[Dataset records]

- - - -

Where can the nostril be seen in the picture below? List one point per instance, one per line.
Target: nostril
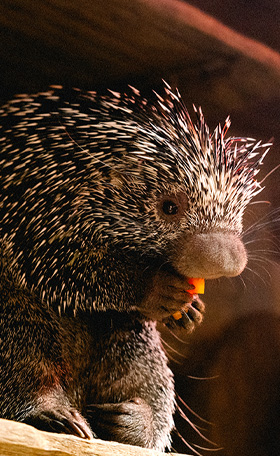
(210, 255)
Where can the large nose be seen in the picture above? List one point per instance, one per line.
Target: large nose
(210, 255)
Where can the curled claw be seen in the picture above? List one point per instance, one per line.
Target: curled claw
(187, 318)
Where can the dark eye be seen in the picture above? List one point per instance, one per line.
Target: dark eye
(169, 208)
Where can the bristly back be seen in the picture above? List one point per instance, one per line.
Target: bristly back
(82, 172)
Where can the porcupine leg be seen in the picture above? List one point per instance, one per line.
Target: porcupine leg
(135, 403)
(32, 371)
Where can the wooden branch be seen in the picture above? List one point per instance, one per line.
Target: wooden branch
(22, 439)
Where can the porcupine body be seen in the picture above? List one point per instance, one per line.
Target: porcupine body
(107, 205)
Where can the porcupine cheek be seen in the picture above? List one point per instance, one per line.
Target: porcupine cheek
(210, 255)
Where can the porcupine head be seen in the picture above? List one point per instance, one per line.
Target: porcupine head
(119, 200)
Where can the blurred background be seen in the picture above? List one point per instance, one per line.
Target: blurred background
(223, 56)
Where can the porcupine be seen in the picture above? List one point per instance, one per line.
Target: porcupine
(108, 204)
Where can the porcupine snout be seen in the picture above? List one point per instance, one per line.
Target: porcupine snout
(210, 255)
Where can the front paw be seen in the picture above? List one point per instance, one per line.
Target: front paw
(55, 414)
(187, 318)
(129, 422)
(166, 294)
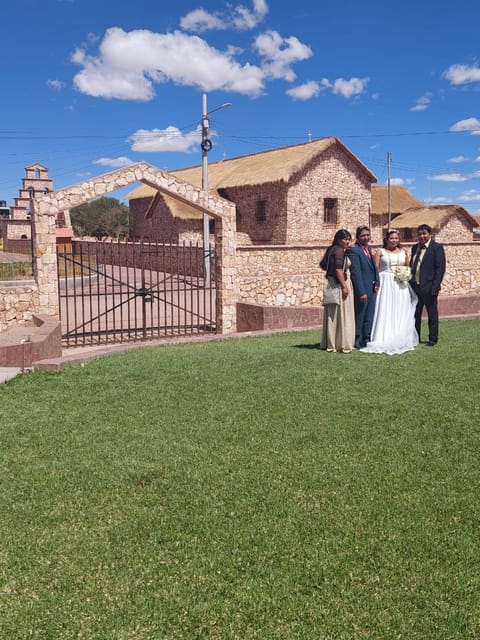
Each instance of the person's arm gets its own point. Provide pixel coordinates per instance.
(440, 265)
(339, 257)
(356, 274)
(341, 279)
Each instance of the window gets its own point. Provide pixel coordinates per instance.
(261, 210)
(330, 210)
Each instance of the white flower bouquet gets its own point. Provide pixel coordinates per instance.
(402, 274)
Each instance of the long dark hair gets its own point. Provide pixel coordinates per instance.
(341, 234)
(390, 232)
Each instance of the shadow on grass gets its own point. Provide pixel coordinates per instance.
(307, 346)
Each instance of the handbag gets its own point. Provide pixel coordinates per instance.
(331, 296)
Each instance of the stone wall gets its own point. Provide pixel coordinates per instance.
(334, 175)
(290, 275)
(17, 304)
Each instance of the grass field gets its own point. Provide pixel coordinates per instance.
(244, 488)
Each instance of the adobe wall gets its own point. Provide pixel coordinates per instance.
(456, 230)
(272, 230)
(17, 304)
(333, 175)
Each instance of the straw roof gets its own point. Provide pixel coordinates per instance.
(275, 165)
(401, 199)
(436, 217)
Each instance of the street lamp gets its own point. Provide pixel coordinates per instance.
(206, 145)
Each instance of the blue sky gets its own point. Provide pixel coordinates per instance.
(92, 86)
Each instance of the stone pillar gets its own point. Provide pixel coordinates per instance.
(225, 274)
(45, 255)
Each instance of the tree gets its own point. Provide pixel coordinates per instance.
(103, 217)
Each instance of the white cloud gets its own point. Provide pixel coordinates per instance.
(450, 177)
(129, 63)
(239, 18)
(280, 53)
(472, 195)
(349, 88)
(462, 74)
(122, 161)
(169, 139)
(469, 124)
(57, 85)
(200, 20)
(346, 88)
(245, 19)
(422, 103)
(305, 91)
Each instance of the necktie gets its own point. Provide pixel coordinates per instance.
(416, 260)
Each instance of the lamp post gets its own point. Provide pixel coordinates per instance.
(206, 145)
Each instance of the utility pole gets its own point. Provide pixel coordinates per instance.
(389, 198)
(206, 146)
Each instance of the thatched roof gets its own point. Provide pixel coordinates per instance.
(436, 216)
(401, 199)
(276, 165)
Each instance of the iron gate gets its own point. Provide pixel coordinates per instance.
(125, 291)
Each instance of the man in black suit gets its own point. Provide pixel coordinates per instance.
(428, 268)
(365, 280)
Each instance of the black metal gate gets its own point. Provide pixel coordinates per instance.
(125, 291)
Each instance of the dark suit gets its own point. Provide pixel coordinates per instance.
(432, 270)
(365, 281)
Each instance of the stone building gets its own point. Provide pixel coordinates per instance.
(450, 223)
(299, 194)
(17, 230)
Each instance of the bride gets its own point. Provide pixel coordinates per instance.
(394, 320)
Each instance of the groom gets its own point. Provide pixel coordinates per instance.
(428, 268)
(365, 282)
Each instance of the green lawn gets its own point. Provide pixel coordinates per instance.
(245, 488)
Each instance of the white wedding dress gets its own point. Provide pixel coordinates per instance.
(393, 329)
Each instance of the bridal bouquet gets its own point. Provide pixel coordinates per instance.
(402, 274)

- - - -

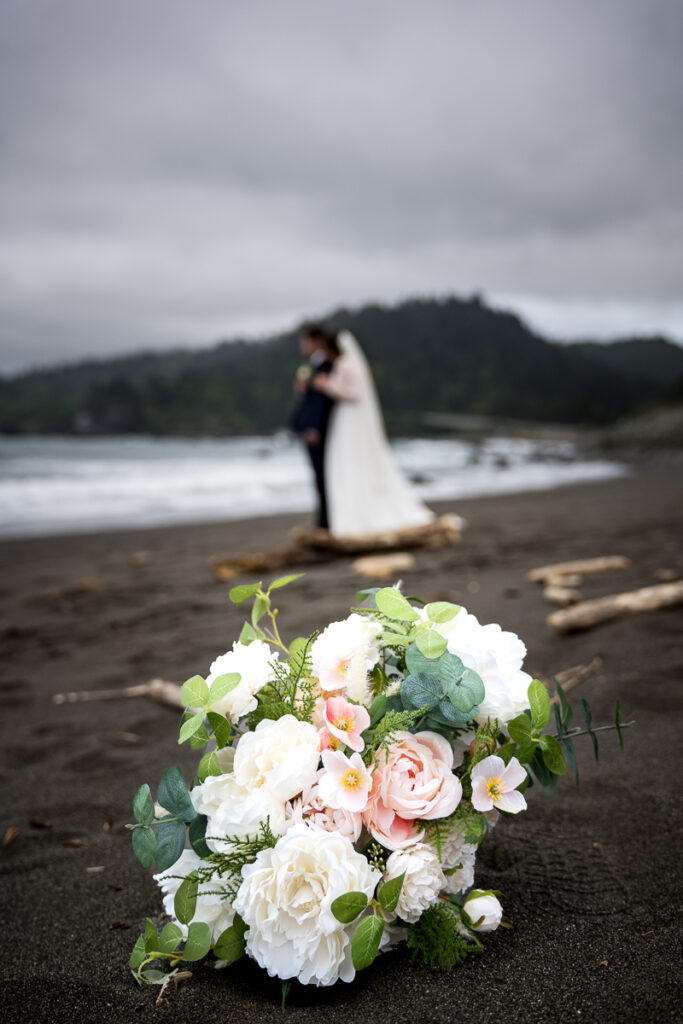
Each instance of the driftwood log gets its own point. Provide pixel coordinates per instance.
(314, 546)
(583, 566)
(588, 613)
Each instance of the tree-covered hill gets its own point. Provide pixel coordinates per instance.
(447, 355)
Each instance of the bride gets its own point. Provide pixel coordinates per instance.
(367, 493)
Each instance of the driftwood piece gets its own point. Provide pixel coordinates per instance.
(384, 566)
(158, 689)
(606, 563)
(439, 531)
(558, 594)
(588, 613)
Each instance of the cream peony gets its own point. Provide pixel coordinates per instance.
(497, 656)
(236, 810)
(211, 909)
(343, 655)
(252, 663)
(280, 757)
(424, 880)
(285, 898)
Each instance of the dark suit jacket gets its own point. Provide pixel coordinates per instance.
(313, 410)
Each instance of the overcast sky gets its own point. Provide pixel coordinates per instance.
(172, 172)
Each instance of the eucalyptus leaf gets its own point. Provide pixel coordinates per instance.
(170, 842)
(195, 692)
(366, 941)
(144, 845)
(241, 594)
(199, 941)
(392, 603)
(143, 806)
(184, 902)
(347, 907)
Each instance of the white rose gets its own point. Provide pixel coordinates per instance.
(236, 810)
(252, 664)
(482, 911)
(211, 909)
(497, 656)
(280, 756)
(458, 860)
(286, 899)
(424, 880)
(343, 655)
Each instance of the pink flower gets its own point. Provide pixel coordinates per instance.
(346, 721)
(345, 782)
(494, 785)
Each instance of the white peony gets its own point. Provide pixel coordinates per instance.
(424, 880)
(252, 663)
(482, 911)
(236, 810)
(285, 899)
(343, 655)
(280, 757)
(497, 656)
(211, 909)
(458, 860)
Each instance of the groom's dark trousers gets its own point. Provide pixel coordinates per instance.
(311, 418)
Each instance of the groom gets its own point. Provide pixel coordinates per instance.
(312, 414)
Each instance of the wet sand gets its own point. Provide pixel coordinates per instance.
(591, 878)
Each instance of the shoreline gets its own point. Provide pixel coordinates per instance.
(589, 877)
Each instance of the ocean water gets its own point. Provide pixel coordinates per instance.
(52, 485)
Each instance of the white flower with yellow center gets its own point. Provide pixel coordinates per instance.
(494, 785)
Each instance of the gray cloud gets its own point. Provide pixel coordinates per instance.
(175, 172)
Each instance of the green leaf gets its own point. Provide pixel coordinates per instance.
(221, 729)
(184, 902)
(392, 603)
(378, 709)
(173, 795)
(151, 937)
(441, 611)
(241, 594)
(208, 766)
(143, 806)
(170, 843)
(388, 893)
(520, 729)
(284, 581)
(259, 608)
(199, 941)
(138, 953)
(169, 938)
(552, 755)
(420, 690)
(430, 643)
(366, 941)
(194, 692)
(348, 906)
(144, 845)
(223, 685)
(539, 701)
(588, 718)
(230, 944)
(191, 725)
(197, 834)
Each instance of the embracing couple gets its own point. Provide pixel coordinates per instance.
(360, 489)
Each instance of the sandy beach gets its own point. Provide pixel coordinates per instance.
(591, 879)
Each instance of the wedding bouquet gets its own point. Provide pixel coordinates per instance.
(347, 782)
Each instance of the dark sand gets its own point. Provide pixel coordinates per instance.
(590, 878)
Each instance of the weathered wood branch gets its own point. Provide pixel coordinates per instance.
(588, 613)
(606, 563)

- - - -

> Work request:
Give back exactly, and solely, the section of the data above bounded by the line containing "Where can the nostril" and the line containing "Where can the blurred", both bounding lines included and pictures omitted.

> Solution for this task:
Where can the nostril be seen in the picture below? List one point per instance, one per line.
Target: nostril
(210, 255)
Where can the large nose be seen in the picture above? List one point per instance, one per line.
Target: large nose
(210, 255)
Where can the curled claw be seen in the picture above? List one point per instance, one per line.
Target: curled claw
(187, 318)
Where can the dark eye be seen in the picture above? List one point per instance, one per line.
Target: dark eye
(169, 208)
Where can the bristly back be seen in the picture above? List one point per instance, one per line.
Target: bristly back
(82, 172)
Where can the porcupine leg be seen in the picture above? List one point per instance, one per line.
Target: porcupine leg
(135, 403)
(32, 371)
Where can the wooden branch be seen in the picture above? List one point per instance, one per line.
Target: wooden branch
(22, 439)
Where can the porcupine body be seen in the picture above? List one point per instance, one per line.
Target: porcupine body
(107, 205)
Where can the porcupine cheek be seen in the picture above? List one point per instance, one per line.
Target: porcupine cheek
(210, 255)
Where can the porcupine head be seen in the picture above? List one point per instance, one per line.
Target: porcupine head
(119, 200)
Where can the blurred background be seen in the picture above? List one point per instance, one per line.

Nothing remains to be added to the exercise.